• **SOURCE EXTRACT**
┌──
# Maintaining height through the swing



## Neddy (Aug 26, 2012)

I played today and hit some good shots , but sadly i hit just as many humongous fats.

I think it's because (with the irons) I get caught up in hitting down on them and "dip" into the ball, hitting the ground first. Or i am slightly too slouched at set up.

Any good drills to help me maintain my height? Or is it simply a question of very deliberately standing taller at address and trying not to get too low?


----------



## Foxholer (Aug 27, 2012)

Bob's the main man for these, but I believe balance, and too much upper body (as opposed to arms, not obesity) in the swing, often plays a significant role in these problems. You may also be trying to hit it too hard also - which throws you out of balance too.

Try practicing hitting with your feet together - then one-handed (left-handed for a rightee). Both balance and 'connection' should improve. And you should start that drill with a half swing, otherwise you are likely to end up on the floor!


----------



## Wolfman (Aug 27, 2012)

I had a problem hitting fats and deep divots

Two things  i had to work on

1. Right leg was changing and ending up straighter in the backswing and i dipped in the downswing 
2. weight shift was next thing, i was leaving weight on back leg and hitting it fat 

Check your back leg is keeping shape as you turn and coil DO NOT STRAIGHTEN IT !

If this is ok make sure you get your weight across to the front leg at impact


----------



## richy (Aug 27, 2012)

I was dipping on my back swing quite considerably which was causing all sorts of problems especially heavy shots and blocks to the right. Started lessons with a new pro and he picked up on it straight away (last few pros never mentioned it). 

He got me to imagine the back of my head was touching a ceiling and I had to keep it there throughout the backswing. Result - best I've ever struck the ball.


----------



## CMAC (Aug 27, 2012)

where do the divots point?

most likely leaving weight on back foot on the downswing


----------



## Neddy (Aug 27, 2012)

DarthVega said:



			where do the divots point?

most likely leaving weight on back foot on the downswing
		
Click to expand...

Straight ahead. My current bad shot is straight but fat, and therefore going about half the distance I would expect!

Just hit 50 at the range making a conscious effort to be a little bit taller at address and swing through rather than hitting down. 

Seemed to do the trick....but it is just the range


----------



## CMAC (Aug 28, 2012)

The range can camouflage 'fat' shots, I would just concentrate on a good turn with the hips on the downswing FOLLOWED by your arms. Maybe post a video which the 'experts' can then see clearly any issue


----------



## SocketRocket (Aug 28, 2012)

Taking the club away too much to the inside can create fat shots.   The club gets stuck behind you and will have a tendency to hit the ground behind the ball on the way down.    Some reroute the club over the top though and hit fat.
└──
• **DATA EXTRACT**
┌──
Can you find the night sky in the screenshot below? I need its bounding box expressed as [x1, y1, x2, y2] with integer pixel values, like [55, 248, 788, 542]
└──
• **TASK REQUIREMENTS**
A. Which usernames head the posts in the thread on maintaining height through the swing? List each one once.
B. Switch "ceiling" to "shelf" and give the thread on maintaining height through the swing again from "I was dipping" up to and including "struck the ball.".

• **ANSWERS BELOW**
A. Neddy, Foxholer, Wolfman, richy, CMAC, SocketRocket

B.
I was dipping on my back swing quite considerably which was causing all sorts of problems especially heavy shots and blocks to the right. Started lessons with a new pro and he picked up on it straight away (last few pros never mentioned it). 

He got me to imagine the back of my head was touching a shelf and I had to keep it there throughout the backswing. Result - best I've ever struck the ball.